= Tokyo Kodomo Club =

Japanese early childhood education program

Tokyo Kodomo Club (東京こどもクラブ, Tōkyō Kodomo Kurabu), meaning Tokyo Children Club, is an early childhood education program published in Japan in an audio-visual format, distributed monthly on a record. The 7-inch record contained stories and songs, accompanied by a picture book that could be bound in a special folder. The early-childhood education program came in two courses: a 2-4 year old course and a 5-7 year old course. Each of the courses was designed to complete in 12 months. In addition on a quarterly basis, the Club sent out supplemental stories, songs and other music on a 12-inch record. The recitations on Side A were by "Uncle Maeda" (前田武彦, Takehiko Maeda), and on Side B, "Bin-chan" (楠トシエ, Toshie Kusunoki). The records were monaural recordings at 33-1/3 rpm. Presently, the recordings have gone out of print, making their procurement quite difficult.

==Programs==
The programs were designed to familiarize children with stories and songs from around the world, with emphasis on European orchestral works. Main story narration often featured Classical music as a background music in order to help set the tone of the story. The bullets found in the index to each lesson were color-coded: red for the main story, blue for the songs and yellow for the occasional extra story. In the original course series, the main stories and songs were bulleted with a star and the extra stories with a circle. However, in later course series, they switched their bullets to red circles, blue squares and yellow triangles, keeping the same color code as before.
☆ ☆ ☆ ☆
Stated exercise 1:
Using the Tokyo Kodomo Club article, answer:
(a) At what speed were the records recorded?
(b) What color marked the songs in each lesson's index?
(c) Who did the recitations on Side B?

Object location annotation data
☆ ☆ ☆ ☆
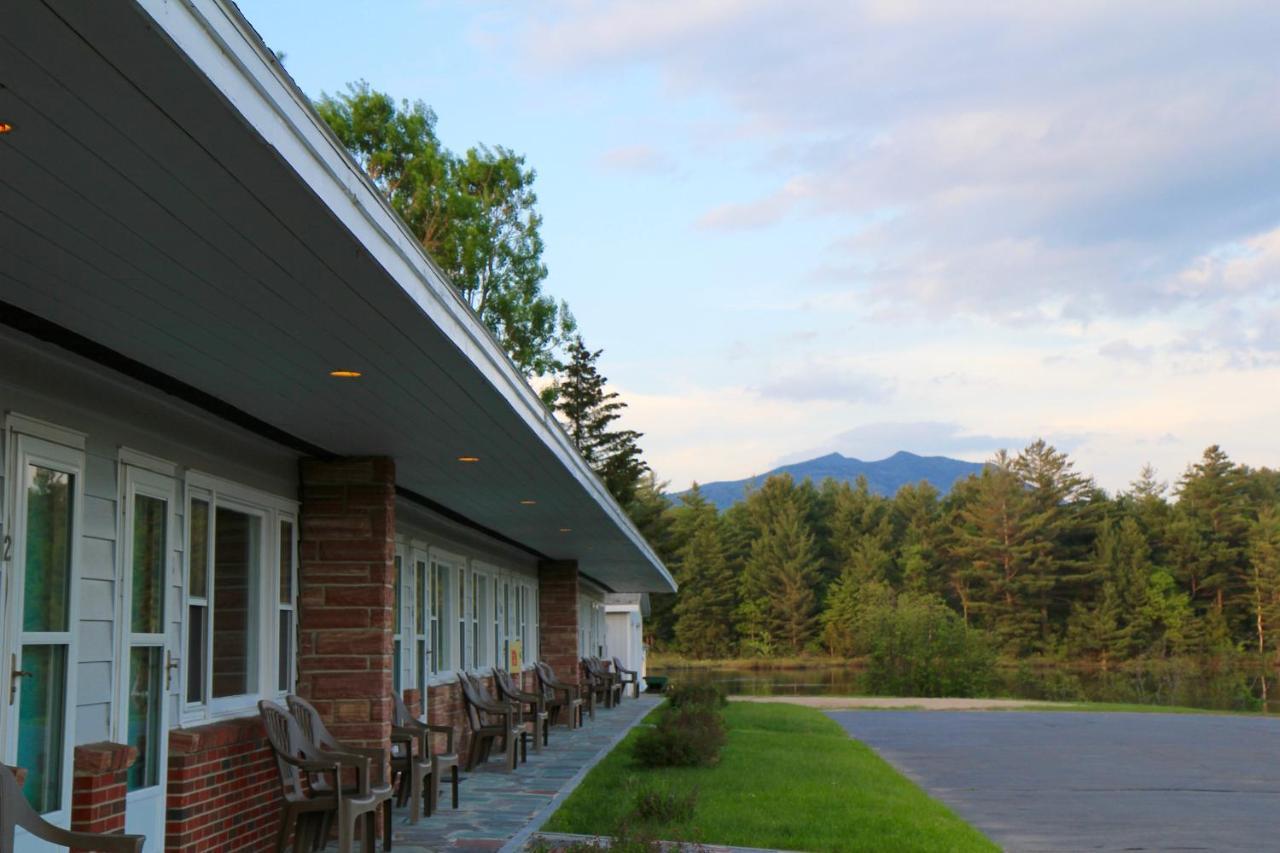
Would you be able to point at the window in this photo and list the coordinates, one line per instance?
(241, 597)
(286, 673)
(439, 649)
(423, 597)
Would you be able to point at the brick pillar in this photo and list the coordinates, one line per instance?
(557, 612)
(99, 787)
(347, 594)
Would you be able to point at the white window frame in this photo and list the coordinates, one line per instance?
(59, 448)
(453, 566)
(270, 510)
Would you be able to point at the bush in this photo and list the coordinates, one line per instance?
(685, 737)
(664, 804)
(696, 694)
(920, 647)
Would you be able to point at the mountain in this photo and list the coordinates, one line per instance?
(883, 477)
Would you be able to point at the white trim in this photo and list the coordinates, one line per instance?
(246, 495)
(42, 429)
(137, 459)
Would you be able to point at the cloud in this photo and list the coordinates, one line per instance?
(1042, 160)
(826, 383)
(1123, 350)
(926, 437)
(639, 159)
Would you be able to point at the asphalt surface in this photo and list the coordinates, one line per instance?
(1091, 781)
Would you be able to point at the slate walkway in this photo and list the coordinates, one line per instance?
(1091, 781)
(496, 807)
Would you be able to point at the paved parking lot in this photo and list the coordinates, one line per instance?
(1092, 781)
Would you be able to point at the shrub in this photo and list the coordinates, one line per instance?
(696, 694)
(664, 804)
(686, 737)
(920, 647)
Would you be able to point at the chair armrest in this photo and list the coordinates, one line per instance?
(74, 840)
(442, 729)
(362, 765)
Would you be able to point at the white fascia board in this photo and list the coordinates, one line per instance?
(225, 48)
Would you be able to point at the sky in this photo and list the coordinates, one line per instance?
(801, 227)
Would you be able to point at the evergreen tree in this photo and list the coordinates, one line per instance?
(589, 413)
(704, 625)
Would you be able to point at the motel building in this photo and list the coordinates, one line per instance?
(201, 505)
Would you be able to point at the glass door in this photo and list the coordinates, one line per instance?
(146, 661)
(44, 556)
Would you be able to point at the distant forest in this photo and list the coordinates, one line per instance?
(1031, 555)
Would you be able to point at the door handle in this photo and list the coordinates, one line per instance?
(14, 674)
(170, 664)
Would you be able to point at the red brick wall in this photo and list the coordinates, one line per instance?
(557, 611)
(99, 787)
(224, 789)
(347, 594)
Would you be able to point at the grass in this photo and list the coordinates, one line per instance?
(670, 660)
(789, 778)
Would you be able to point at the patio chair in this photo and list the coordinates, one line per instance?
(558, 696)
(489, 721)
(626, 676)
(306, 808)
(531, 706)
(419, 770)
(314, 729)
(17, 812)
(600, 684)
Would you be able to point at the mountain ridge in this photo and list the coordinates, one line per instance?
(883, 477)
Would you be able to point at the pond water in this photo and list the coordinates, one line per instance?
(1183, 683)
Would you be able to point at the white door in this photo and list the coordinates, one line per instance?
(149, 501)
(41, 548)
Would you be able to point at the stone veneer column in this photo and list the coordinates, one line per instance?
(99, 787)
(557, 612)
(347, 594)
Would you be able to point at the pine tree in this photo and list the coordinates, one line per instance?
(780, 603)
(589, 411)
(704, 612)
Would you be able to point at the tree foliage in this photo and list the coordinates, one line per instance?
(475, 214)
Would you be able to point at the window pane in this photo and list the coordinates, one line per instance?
(196, 653)
(284, 666)
(144, 708)
(41, 725)
(236, 547)
(150, 520)
(287, 562)
(49, 550)
(197, 550)
(423, 597)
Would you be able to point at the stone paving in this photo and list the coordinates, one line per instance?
(498, 808)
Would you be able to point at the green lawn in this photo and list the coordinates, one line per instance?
(789, 778)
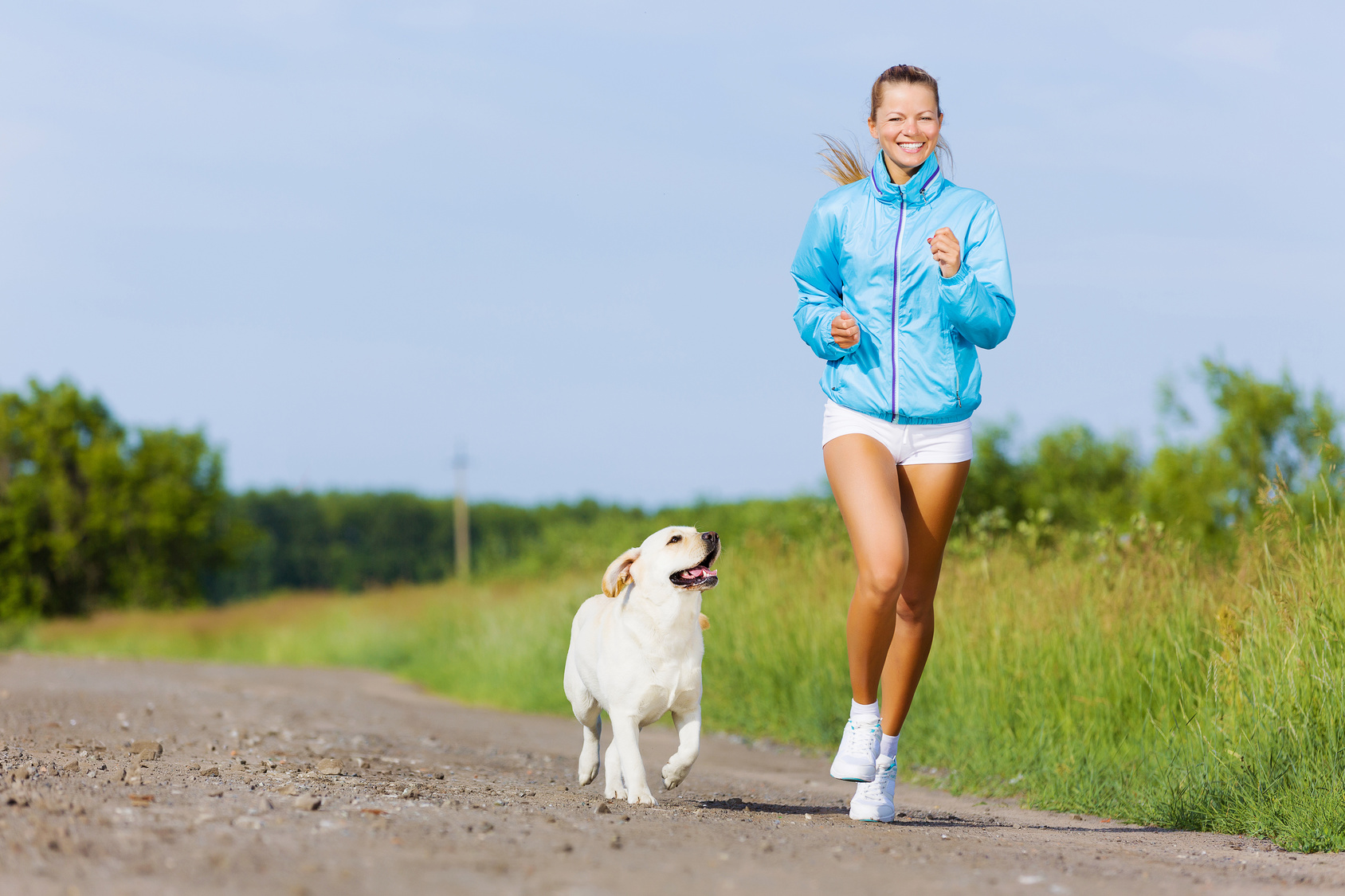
☆ ☆ ☆ ☆
Stated exercise 2: Turn the lines of the listing above into a numbered list. Begin at the line that has "Would you be able to point at the evergreen" and stop after the line that has "(1031, 555)".

Reply 1:
(a) 33-1/3 rpm
(b) Blue
(c) "Bin-chan" (Toshie Kusunoki)

Reply 2:
1. Would you be able to point at the evergreen tree in this photo and list the coordinates, one line per instance?
2. (589, 413)
3. (704, 625)
4. Would you be able to point at the motel building in this photo and list the coordinates, one line per instance?
5. (201, 505)
6. Would you be able to point at the glass door in this photo and list the coordinates, one line per instance?
7. (146, 661)
8. (44, 556)
9. Would you be able to point at the distant forest in this photo and list the coordinates, one line per instance?
10. (1031, 555)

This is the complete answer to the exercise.